Tally the lines in the data below that contain the string "blurred". How many are there? Reply with the number alone.

EXTRACTED ENTRIES:
==============================

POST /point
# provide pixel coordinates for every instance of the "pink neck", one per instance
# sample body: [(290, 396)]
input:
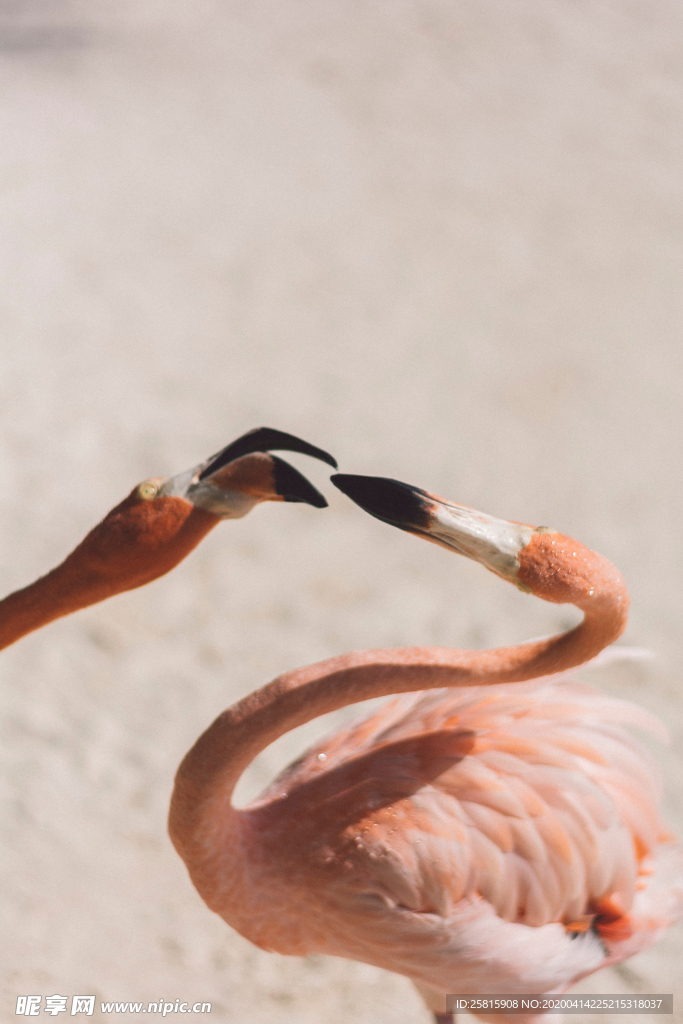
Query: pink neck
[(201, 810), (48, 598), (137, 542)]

==============================

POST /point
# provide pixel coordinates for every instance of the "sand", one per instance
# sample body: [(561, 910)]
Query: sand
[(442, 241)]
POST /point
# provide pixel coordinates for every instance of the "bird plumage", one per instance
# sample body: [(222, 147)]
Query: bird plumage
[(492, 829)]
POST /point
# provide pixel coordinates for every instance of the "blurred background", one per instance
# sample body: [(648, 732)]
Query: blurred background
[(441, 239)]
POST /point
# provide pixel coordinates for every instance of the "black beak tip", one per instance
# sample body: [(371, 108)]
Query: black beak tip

==============================

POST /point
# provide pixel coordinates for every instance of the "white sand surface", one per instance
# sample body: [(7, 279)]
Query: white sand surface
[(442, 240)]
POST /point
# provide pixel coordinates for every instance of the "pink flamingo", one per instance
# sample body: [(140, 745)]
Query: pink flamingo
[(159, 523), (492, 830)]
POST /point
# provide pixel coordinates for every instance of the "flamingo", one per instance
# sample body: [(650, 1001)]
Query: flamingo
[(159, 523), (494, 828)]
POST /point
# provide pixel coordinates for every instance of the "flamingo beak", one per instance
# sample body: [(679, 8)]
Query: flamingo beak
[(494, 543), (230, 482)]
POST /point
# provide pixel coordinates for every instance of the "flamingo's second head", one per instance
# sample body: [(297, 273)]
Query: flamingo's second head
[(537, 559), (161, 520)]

==============================

REPLY: 2